Start of AVAILABLE RECORDS

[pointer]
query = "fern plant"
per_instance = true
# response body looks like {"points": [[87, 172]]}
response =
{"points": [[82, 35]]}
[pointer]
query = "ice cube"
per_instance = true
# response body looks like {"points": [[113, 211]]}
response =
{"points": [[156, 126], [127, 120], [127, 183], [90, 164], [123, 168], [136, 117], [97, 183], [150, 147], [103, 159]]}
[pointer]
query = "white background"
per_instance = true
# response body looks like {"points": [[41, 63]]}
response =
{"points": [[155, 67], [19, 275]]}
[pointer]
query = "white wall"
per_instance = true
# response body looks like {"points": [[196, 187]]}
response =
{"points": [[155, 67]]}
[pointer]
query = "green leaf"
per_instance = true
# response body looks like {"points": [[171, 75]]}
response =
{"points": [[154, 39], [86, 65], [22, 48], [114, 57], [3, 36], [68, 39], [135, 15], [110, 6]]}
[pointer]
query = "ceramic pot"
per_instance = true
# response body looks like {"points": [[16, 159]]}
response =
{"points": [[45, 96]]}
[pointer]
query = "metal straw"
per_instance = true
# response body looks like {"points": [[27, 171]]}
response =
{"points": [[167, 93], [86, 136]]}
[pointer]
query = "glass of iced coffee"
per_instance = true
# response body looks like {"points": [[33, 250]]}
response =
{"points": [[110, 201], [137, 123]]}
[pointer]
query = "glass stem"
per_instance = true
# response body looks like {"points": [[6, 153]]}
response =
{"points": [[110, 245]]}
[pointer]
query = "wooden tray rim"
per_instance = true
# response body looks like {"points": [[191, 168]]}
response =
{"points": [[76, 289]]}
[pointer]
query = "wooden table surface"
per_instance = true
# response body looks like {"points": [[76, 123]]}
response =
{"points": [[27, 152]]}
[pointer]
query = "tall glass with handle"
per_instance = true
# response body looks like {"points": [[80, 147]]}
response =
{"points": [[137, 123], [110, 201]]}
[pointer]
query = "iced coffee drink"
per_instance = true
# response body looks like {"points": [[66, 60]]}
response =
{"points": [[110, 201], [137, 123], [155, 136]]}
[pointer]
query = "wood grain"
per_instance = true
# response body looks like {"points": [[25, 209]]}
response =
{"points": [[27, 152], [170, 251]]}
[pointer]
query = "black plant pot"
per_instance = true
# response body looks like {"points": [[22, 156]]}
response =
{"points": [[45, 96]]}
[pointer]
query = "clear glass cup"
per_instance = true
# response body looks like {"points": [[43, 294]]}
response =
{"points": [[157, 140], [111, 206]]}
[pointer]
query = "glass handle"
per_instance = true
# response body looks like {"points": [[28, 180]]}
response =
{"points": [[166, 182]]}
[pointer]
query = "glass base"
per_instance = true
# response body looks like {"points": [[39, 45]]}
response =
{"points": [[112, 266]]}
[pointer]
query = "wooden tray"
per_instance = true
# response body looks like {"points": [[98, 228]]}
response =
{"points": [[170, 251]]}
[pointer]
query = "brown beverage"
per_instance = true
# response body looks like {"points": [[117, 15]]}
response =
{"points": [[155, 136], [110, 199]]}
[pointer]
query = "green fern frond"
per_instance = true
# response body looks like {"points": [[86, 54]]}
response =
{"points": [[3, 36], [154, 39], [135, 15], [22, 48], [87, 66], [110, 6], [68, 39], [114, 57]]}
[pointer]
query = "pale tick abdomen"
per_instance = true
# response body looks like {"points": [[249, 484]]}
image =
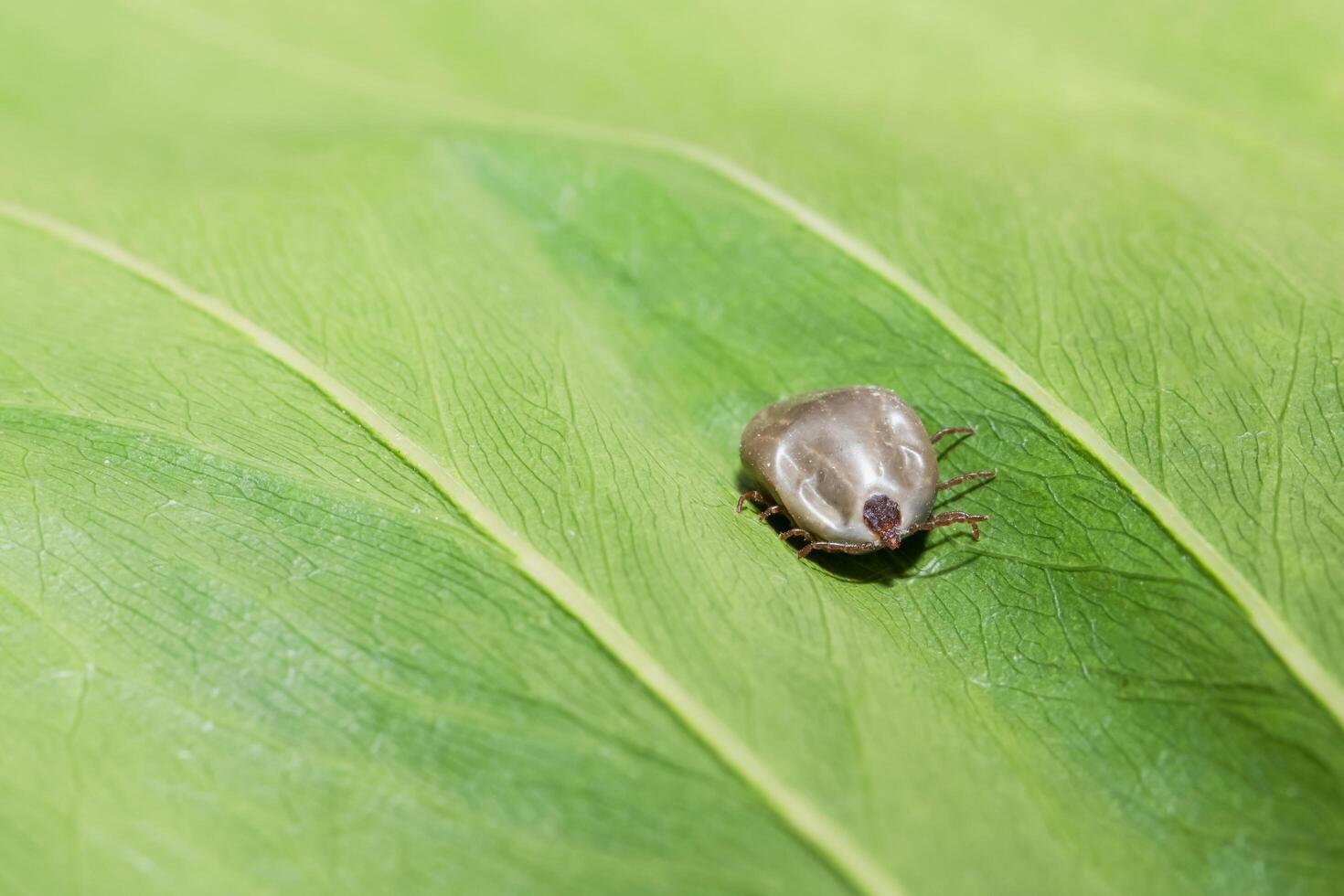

End of AVAILABLE RECORDS

TASK
Verbatim copy, images excluded: transcribe all the entries above.

SOLUTION FOR THIS PROBLEM
[pointer]
query = "fern plant"
per_instance = true
# response body looks like {"points": [[87, 172]]}
response =
{"points": [[82, 35]]}
[pointer]
query = "ice cube"
per_instance = true
# response body looks like {"points": [[113, 211]]}
response =
{"points": [[156, 126], [127, 120], [127, 183], [90, 164], [123, 168], [136, 117], [97, 183], [150, 147], [103, 159]]}
[pointer]
query = "white background"
per_instance = true
# response body looks like {"points": [[41, 63]]}
response =
{"points": [[155, 67], [19, 275]]}
[pointer]
query = "white wall"
per_instance = true
# response body looks like {"points": [[196, 187]]}
response =
{"points": [[155, 67]]}
[pointer]
query = "green leaf"
per_instance = true
# response body looks like {"points": [[171, 75]]}
response =
{"points": [[154, 39], [86, 65], [22, 48], [114, 57], [3, 36], [68, 39], [135, 15], [110, 6]]}
[pointer]
query = "ceramic pot"
per_instance = true
# response body looks like {"points": [[16, 159]]}
response =
{"points": [[45, 96]]}
[pointer]
query = "metal straw"
per_instance = true
# response body looks like {"points": [[27, 171]]}
response =
{"points": [[167, 93], [86, 136]]}
[pointer]
query = "glass of iced coffee"
per_instance = true
# response body looks like {"points": [[33, 250]]}
response =
{"points": [[110, 201], [137, 123]]}
[pointer]
query = "glass stem"
per_instance = true
# response body looks like {"points": [[6, 153]]}
response =
{"points": [[110, 245]]}
[pointer]
query = "wooden tray rim"
per_instance = true
# response body looks like {"points": [[191, 168]]}
response =
{"points": [[76, 289]]}
[pointer]
query = "wooden table surface"
per_instance = true
# response body looks like {"points": [[76, 123]]}
response =
{"points": [[27, 152]]}
[pointer]
query = "tall glass with handle"
per_instance = true
# response body looks like {"points": [[80, 147]]}
response =
{"points": [[137, 123], [110, 201]]}
[pointer]
query = "iced coffee drink"
per_instance = true
# response body looks like {"points": [[66, 60]]}
response =
{"points": [[110, 201], [137, 123], [155, 136]]}
[pointer]
query = "wood grain"
per_instance = true
# response body looks like {"points": [[25, 209]]}
response =
{"points": [[27, 152], [170, 251]]}
[pointer]
query = "black plant pot"
per_instance = true
# response body looks like {"points": [[22, 156]]}
response =
{"points": [[45, 96]]}
[pointer]
query = "clear glass cup"
per_instance = true
# response body looks like {"points": [[43, 294]]}
response =
{"points": [[157, 140], [111, 206]]}
[pointer]
query = "glass handle"
per_instance = true
# response body looks like {"points": [[28, 180]]}
response =
{"points": [[166, 182]]}
[pointer]
query = "glass base"
per_instance = true
# response body looks like {"points": [[39, 45]]}
response =
{"points": [[112, 266]]}
[pointer]
query = "wooden tray"
per_instance = true
# response body looks like {"points": [[98, 228]]}
response =
{"points": [[170, 251]]}
[pointer]
query = "brown beverage"
per_instance = true
# response body looks like {"points": [[117, 15]]}
response =
{"points": [[155, 136], [110, 199]]}
[pointer]
query = "green fern frond"
per_instance = true
# response body looks like {"points": [[86, 54]]}
response =
{"points": [[3, 36], [154, 39], [135, 15], [22, 48], [87, 66], [110, 6], [68, 39], [114, 57]]}
[pointer]
query = "pale tick abdomen"
per_instance = true
# response body looks like {"points": [[249, 484]]}
image =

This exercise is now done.